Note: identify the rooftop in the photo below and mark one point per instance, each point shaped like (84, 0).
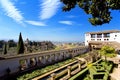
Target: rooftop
(106, 31)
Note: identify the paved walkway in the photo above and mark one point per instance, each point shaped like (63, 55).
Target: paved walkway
(116, 74)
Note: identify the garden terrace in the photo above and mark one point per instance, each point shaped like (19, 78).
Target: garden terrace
(95, 71)
(25, 62)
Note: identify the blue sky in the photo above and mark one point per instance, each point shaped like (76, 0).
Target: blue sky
(44, 20)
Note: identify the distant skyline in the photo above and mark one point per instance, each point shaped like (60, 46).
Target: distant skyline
(45, 20)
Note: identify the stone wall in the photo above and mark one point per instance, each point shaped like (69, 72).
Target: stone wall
(13, 64)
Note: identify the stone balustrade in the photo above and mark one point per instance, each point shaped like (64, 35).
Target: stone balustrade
(24, 62)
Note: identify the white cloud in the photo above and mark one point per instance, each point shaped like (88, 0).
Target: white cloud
(66, 22)
(36, 23)
(49, 8)
(11, 11)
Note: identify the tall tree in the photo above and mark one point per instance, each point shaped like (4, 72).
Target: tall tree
(99, 9)
(105, 50)
(5, 49)
(20, 46)
(12, 43)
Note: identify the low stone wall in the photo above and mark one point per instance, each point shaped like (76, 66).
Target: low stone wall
(13, 64)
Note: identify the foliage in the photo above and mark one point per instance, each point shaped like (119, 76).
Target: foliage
(39, 72)
(99, 9)
(2, 43)
(107, 50)
(5, 49)
(11, 43)
(20, 46)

- - -

**The problem**
From the line holding "Note: identify the blue" through the last line above, reproduce each line exactly and add nothing.

**Exercise result**
Note: identify the blue sky in the photo above and mark one point per instance, each point shaped like (76, 0).
Target: blue sky
(44, 20)
Note: identify the distant skyline in the photo above and mark one point per instance, each point shaped like (60, 46).
Target: distant skyline
(45, 20)
Note: identify the stone wall in the photo above and mark one point per instance, each point shaped like (69, 72).
Target: stone wall
(13, 64)
Note: identify the stone balustrade in the photo above and mark one point per instance, each point shaped like (64, 35).
Target: stone balustrade
(24, 62)
Note: identify the white cloud in the photo above and mark one point per instance, each point shaped like (88, 0).
Target: white cloud
(66, 22)
(36, 23)
(49, 8)
(11, 11)
Note: identify the tall tree in the photo above and mark one point per instance, each point shaped like (4, 72).
Target: tall tree
(99, 9)
(105, 50)
(5, 49)
(20, 46)
(12, 43)
Note: identify the low stone wall in the photo above and mark one point per instance, each point shaped like (76, 66).
Target: low stone wall
(13, 64)
Note: identify the foliage in the photo above and mark one point per instance, each point shaped like (119, 76).
Target: foliage
(39, 72)
(99, 9)
(2, 43)
(107, 50)
(5, 49)
(11, 43)
(20, 46)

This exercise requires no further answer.